> **What needs to be done**: Pick out each line below that contains the word "yellow" and copy those lines.

> **Record set**:
==============================

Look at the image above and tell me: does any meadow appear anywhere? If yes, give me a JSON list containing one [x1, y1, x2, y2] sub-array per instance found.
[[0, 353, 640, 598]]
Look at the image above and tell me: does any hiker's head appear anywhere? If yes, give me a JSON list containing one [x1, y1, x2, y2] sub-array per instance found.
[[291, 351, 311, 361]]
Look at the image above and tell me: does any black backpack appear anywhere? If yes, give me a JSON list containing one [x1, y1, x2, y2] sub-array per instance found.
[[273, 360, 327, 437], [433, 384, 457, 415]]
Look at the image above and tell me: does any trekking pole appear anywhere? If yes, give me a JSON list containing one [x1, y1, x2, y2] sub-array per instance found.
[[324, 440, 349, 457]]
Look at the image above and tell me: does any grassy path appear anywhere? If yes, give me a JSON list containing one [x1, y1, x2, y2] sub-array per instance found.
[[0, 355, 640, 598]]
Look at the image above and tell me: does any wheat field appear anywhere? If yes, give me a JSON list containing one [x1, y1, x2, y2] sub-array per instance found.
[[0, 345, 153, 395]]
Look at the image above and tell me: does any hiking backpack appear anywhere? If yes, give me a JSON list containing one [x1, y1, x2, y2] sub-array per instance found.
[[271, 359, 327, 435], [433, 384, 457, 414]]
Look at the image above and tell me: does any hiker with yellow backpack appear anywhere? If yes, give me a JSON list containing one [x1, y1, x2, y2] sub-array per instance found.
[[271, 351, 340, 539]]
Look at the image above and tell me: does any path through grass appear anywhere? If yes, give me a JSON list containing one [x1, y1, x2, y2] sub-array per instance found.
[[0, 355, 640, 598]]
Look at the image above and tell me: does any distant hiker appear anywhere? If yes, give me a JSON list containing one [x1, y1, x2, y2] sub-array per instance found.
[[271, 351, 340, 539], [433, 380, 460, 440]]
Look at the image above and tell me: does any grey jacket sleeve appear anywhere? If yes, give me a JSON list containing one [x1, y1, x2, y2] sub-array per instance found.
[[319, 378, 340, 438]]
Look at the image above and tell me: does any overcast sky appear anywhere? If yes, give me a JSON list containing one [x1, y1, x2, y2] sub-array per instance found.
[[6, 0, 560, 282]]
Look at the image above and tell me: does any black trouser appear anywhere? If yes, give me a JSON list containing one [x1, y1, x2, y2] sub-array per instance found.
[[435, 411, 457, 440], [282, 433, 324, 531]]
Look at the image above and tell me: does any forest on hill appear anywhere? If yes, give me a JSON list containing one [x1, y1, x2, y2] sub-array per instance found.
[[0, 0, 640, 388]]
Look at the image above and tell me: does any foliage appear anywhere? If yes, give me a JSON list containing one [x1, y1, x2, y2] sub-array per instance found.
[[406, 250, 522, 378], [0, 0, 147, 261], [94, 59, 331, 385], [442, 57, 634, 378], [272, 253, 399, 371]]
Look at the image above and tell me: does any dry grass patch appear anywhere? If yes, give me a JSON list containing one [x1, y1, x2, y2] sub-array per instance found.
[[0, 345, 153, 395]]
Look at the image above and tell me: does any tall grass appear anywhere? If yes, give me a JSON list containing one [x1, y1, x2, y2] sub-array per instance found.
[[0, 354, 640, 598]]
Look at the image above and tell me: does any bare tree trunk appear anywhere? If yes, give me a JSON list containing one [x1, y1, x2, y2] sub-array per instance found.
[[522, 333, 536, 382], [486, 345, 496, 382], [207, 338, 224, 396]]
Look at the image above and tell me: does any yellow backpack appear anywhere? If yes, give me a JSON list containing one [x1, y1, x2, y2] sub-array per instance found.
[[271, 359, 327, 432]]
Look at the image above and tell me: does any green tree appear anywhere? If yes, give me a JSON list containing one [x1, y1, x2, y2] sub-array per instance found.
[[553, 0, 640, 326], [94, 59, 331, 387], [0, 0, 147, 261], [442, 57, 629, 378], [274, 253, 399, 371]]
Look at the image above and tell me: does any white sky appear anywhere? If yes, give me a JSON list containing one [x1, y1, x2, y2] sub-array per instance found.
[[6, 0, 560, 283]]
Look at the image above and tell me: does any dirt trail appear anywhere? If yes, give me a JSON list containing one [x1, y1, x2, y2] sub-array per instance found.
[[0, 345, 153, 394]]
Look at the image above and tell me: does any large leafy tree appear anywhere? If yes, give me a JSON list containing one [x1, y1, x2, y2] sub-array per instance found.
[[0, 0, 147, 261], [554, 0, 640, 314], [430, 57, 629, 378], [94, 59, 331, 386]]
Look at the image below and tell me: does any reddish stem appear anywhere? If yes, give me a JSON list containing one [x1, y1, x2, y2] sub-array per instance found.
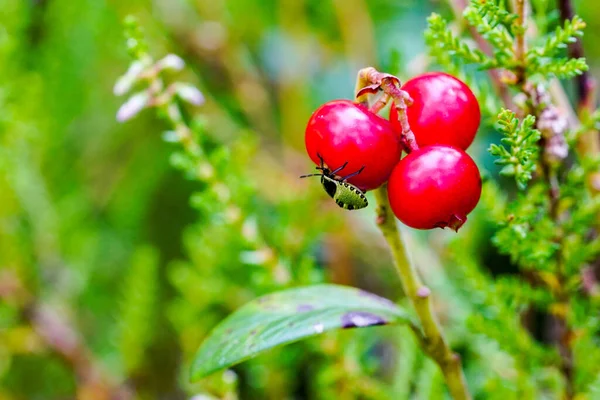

==============================

> **Solution below**:
Look at the image above and tell me: does any hiker with yellow backpack appear anywhere? If yes, give me a JSON list containing one [x1, y1, x2, y2] sub-array per instance found.
Look at the image above and tell me: does any yellow backpack appear anywhere? If yes, give me a JSON list containing one [x1, y1, x2, y2] sub-array per instance found.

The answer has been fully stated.